▶ **SUPPLIED RECORDS**
------------------------------

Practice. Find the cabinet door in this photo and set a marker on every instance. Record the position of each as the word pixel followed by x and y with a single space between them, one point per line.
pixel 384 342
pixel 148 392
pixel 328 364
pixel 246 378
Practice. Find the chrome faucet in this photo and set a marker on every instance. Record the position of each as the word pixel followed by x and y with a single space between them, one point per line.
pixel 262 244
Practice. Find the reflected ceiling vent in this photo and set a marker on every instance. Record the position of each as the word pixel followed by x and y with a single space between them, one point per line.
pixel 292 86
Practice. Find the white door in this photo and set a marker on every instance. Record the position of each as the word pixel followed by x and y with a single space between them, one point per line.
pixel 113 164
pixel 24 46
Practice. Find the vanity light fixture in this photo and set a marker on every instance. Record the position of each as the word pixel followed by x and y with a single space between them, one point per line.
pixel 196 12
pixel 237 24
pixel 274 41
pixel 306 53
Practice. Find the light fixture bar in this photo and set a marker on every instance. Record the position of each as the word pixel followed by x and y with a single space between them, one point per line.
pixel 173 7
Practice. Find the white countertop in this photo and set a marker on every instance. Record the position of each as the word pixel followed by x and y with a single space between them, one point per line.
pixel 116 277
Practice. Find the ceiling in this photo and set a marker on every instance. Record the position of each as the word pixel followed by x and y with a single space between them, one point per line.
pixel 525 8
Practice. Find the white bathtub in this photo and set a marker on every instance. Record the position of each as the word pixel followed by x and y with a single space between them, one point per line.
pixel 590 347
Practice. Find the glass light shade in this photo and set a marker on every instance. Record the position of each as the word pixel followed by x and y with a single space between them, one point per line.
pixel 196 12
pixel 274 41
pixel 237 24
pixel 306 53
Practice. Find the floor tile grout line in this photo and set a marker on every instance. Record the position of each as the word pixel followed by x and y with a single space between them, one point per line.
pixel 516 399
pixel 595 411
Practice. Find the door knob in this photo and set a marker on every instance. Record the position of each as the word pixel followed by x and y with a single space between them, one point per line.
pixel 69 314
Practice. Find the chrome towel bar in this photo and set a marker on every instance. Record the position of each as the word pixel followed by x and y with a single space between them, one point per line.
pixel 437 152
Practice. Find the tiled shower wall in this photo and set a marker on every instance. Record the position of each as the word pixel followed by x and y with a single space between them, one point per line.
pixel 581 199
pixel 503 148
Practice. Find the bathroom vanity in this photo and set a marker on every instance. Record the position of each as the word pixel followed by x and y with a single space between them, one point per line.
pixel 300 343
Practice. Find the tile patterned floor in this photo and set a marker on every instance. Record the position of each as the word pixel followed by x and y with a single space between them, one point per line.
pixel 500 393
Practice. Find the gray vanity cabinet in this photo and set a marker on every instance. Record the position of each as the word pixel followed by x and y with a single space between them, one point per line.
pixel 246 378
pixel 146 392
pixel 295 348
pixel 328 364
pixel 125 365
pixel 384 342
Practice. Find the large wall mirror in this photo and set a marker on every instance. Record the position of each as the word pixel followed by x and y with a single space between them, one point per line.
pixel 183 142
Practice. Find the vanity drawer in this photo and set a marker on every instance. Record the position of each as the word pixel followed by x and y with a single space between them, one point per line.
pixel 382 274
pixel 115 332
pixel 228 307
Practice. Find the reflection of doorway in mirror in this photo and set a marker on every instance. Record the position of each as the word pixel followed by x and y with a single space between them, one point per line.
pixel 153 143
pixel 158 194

------------------------------

▶ **EXERCISE TASK**
Retype the records above exactly, from the line that contains "Practice. Find the gray" through the line that contains "pixel 183 142", including both of those lines.

▶ **WRITTEN REPLY**
Practice. Find the gray vanity cabinet in this photo and set a marker on every instance. Record the position of each as the word pixel followed by x and y with a single space between them, one point per line.
pixel 246 378
pixel 146 392
pixel 295 348
pixel 328 364
pixel 125 365
pixel 384 342
Practice. Find the large wall mirror in this photo and set a marker on every instance. Record the position of each as the word pixel followed by x and y with a single space between them, one point per line.
pixel 183 142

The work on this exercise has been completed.